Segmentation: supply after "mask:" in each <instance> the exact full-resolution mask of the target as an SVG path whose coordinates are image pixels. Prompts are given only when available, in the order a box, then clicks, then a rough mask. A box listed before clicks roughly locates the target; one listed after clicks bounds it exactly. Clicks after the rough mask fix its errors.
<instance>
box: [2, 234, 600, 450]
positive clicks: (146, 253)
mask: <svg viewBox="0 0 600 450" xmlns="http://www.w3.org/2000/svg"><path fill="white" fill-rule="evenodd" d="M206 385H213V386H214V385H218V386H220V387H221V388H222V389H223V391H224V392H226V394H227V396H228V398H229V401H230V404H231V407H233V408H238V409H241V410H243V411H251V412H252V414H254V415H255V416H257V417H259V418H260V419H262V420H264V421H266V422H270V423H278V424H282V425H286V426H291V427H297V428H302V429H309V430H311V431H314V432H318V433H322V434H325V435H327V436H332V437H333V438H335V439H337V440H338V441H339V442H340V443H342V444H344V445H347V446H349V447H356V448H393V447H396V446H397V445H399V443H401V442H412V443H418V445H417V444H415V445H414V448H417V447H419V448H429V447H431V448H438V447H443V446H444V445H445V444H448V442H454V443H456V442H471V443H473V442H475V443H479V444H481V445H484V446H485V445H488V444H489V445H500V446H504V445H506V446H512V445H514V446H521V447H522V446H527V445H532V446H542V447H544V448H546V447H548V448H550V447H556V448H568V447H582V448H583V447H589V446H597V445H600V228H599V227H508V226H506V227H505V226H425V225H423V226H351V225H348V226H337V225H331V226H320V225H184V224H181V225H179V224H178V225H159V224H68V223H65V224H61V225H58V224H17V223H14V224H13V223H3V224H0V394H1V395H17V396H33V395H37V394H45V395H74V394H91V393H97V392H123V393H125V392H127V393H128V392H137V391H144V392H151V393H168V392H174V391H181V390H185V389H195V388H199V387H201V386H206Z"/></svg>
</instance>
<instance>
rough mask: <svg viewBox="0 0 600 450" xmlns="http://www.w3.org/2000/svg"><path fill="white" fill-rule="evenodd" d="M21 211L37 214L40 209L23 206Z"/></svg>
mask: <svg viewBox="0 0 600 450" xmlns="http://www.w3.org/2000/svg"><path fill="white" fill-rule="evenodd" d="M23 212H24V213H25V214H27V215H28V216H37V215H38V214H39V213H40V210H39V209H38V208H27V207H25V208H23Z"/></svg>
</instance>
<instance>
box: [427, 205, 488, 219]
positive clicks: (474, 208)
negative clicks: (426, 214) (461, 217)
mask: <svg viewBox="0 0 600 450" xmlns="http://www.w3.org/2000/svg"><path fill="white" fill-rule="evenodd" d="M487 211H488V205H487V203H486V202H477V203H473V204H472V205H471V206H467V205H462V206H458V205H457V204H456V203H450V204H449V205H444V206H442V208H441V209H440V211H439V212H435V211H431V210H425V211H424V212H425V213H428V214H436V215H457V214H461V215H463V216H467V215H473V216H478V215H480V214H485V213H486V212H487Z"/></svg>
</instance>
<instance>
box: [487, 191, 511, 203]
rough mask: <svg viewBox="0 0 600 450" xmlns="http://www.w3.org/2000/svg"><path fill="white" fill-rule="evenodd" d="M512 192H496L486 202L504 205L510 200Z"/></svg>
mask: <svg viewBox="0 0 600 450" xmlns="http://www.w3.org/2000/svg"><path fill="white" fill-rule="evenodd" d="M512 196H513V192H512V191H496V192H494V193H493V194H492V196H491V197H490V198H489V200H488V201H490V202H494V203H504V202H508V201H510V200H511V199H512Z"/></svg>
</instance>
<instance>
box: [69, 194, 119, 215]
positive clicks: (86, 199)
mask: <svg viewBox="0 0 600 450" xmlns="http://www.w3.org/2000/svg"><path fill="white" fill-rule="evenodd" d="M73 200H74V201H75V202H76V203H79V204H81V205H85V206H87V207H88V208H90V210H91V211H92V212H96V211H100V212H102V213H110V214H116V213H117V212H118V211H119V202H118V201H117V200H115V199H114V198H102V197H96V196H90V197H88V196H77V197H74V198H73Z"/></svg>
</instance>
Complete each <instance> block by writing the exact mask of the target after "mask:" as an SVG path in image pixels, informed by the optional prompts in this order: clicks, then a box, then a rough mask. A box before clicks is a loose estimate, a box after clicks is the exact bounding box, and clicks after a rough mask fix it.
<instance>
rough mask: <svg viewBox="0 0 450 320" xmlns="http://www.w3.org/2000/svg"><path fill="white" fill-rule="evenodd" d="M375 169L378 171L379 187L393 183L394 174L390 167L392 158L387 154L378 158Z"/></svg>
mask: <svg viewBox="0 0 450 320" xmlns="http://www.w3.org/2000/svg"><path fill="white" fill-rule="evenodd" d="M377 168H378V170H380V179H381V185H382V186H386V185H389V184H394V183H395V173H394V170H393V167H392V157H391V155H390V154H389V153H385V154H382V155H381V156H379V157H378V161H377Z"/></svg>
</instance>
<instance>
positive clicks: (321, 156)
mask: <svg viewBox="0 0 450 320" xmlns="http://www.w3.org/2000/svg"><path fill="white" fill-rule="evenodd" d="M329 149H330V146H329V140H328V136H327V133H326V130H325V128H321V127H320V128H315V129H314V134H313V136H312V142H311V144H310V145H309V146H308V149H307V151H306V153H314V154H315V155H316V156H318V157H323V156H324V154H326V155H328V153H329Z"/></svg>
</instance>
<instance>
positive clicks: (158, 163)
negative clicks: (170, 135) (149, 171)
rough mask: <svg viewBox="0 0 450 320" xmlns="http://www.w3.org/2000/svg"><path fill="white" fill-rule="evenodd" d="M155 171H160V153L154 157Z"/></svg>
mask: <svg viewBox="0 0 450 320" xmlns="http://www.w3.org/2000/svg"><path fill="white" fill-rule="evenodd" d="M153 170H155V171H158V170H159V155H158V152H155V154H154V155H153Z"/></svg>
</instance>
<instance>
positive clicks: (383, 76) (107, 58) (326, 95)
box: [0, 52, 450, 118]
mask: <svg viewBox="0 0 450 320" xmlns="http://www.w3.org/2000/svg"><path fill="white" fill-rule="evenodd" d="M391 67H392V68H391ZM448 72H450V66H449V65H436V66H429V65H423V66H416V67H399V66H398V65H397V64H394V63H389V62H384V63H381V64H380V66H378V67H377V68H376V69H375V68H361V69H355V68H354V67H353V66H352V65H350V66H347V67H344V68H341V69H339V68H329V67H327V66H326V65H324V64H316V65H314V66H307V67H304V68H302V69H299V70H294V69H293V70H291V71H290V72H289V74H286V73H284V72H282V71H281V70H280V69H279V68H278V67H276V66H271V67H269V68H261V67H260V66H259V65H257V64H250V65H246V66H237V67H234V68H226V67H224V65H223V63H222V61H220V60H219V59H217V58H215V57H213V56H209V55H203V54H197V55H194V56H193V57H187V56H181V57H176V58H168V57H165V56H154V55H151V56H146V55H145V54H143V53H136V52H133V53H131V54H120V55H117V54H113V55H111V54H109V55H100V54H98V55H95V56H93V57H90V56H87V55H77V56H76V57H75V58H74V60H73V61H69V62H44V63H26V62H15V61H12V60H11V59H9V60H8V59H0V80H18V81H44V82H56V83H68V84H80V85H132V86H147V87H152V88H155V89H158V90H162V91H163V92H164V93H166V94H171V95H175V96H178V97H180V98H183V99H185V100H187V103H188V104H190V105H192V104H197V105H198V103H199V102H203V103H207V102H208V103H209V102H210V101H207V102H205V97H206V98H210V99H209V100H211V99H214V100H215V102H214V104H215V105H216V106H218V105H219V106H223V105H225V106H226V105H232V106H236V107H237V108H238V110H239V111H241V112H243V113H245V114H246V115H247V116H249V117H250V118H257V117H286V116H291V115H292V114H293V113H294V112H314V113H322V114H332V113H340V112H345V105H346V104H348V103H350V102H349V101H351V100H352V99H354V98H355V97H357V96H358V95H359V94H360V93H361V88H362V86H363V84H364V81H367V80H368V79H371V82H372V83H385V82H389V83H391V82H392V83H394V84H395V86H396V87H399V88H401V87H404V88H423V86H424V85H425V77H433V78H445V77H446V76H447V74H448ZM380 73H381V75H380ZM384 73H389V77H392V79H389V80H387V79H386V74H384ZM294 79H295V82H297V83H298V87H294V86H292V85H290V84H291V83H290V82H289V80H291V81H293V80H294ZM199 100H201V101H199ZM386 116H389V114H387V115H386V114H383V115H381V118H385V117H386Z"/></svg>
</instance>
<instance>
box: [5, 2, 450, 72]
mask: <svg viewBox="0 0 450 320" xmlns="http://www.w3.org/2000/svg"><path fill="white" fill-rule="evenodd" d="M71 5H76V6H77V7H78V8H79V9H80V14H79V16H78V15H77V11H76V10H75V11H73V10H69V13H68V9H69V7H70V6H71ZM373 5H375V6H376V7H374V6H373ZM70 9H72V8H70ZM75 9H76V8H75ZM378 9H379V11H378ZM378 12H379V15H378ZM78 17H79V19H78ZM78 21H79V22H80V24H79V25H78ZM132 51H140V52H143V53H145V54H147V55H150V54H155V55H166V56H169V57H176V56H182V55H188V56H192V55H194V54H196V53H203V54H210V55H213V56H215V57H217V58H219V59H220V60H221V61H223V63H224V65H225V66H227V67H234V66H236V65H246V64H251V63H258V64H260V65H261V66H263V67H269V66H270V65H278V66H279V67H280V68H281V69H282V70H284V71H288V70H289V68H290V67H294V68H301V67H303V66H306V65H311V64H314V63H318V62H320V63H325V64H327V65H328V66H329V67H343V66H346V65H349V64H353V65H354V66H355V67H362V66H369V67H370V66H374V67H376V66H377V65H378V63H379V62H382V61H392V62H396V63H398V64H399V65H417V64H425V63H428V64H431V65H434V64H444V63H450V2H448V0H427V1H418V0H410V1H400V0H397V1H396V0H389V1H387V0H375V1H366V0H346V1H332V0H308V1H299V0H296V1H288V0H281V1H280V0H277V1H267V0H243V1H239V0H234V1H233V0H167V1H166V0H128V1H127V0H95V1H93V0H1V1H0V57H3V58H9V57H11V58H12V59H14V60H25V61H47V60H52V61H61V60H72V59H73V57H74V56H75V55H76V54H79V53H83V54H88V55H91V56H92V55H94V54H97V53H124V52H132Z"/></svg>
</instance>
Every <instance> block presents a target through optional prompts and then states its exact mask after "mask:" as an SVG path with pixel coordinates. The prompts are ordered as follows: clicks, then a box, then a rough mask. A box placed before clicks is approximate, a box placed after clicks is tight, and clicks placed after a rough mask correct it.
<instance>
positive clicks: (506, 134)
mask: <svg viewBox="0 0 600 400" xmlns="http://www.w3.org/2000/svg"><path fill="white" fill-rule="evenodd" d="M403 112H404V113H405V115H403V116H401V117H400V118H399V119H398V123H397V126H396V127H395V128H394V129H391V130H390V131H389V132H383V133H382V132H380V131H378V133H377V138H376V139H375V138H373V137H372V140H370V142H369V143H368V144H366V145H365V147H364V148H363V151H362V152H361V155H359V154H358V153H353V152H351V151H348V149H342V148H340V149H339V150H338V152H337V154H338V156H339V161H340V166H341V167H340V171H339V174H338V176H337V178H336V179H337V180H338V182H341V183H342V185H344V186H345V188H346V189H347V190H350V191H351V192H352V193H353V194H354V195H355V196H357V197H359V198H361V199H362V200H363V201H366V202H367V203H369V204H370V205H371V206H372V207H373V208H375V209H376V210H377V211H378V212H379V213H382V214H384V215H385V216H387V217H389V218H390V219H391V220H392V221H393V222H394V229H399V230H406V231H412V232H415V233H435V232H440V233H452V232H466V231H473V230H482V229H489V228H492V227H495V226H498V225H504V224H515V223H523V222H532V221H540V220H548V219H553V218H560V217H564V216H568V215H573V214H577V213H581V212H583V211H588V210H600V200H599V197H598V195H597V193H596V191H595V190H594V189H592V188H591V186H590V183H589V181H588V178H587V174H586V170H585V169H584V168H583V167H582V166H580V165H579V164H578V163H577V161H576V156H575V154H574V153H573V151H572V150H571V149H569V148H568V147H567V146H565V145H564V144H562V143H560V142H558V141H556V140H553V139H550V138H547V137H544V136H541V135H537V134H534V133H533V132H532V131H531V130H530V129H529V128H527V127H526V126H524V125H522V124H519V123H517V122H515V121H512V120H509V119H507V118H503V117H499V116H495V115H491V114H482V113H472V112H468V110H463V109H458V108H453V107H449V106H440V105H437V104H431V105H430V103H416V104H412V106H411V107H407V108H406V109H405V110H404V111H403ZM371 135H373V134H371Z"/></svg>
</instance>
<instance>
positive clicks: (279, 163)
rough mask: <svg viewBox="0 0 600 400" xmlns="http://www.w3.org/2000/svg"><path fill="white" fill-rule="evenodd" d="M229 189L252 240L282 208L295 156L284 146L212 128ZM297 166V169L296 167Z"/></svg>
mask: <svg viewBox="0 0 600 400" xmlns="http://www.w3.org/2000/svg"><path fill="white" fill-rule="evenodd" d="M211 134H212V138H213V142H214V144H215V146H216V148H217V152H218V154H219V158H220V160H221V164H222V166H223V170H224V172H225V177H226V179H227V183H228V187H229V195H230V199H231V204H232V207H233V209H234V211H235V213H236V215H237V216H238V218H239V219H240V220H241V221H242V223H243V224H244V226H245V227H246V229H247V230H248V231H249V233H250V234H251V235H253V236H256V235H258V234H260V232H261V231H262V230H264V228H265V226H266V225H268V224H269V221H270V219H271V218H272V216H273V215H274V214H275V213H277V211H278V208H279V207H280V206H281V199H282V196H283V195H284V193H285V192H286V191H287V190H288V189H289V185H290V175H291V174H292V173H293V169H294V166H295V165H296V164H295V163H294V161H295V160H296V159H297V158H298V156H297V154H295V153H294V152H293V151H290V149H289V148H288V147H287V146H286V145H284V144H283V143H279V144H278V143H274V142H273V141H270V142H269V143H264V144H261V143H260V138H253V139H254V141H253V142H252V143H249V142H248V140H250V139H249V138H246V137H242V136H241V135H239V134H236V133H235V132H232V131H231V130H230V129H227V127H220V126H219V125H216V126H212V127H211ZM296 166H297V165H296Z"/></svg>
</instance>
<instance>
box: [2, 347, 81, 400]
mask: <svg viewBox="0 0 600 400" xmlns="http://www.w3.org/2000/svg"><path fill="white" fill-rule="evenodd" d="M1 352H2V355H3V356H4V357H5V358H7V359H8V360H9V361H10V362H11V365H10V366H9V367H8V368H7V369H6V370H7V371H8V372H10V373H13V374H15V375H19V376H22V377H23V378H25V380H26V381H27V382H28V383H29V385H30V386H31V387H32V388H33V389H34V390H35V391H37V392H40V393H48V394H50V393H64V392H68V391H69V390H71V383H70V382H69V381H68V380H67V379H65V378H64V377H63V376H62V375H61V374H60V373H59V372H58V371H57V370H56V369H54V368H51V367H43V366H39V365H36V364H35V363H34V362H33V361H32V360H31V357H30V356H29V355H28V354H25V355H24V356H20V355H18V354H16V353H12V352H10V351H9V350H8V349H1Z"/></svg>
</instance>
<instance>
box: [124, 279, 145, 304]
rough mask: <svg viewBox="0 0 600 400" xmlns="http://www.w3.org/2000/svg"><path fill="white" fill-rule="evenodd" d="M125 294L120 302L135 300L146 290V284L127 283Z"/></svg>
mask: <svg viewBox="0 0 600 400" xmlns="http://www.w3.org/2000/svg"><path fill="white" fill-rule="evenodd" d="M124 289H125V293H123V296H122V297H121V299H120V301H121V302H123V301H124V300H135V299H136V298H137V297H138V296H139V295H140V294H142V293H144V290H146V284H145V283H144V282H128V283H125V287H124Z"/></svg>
* * *
- ASSIGNMENT
Can you write out the lines above, from the first one through the one containing "box: [2, 234, 600, 450]", exactly as they appear and nothing more?

- SOLVED EXERCISE
Segmentation: supply after "mask:" in each <instance> the exact full-resolution mask of the target as an SVG path whose coordinates are image pixels. Prompts are given only when available, in the order a box, then clicks, then a rough mask. A box listed before clicks roughly locates the target; one listed after clicks bounds it exactly. Clicks after the rough mask fix its errors.
<instance>
box: [2, 234, 600, 450]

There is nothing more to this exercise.